+++ Text extract +++
The vendors selling fruit and candy, or touting massages and tattoos, had relinquished their efforts to find customers and instead sprawled on the sand.

Inside the landmark Rosarito Beach Hotel, only the backdrop sound of the ocean waves interrupted the silence.

The tourist town of Rosarito, Mexico, usually bustling with throngs of young Americans partying at crowded dance clubs, was desolate. While winter is not peak season, residents say business has never been this bad.

“This is not normal, it’s all empty!” said Luis Pacheco, a waiter at Papas and Beer, a popular beachside bar.

“This used to be full of people,” he said, pointing at the rows of colorful wooden chairs on the sand, devoid of sunbathers.

Those who depend on American visitors for their livelihood attribute the steep falloff in tourism here to the recent turmoil at the border in the neighboring city of Tijuana, 16 miles north, where a migrant caravan from Central America arrived in November and hundreds remain gathered in overcrowded shelters.

“It has been isolated incidents that have created a distorted, negative image of the border, and we are all suffering from it,” said Ricardo Argiles, the chief executive of the company that owns the Rosarito Beach Hotel, which has welcomed Hollywood luminaries like Orson Welles, Spencer Tracy and Rita Hayworth in its long history.
+++ Given material +++
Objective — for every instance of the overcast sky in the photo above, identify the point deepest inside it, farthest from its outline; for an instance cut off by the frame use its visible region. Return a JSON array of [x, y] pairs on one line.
+++
**What is being asked**
How would you put this sentence from the Rosarito tourism text into Spanish: "Inside the landmark Rosarito Beach Hotel, only the backdrop sound of the ocean waves interrupted the silence."

**Answer to the problem**
Dentro del emblemático Rosarito Beach Hotel, solo el sonido de fondo de las olas del océano interrumpía el silencio.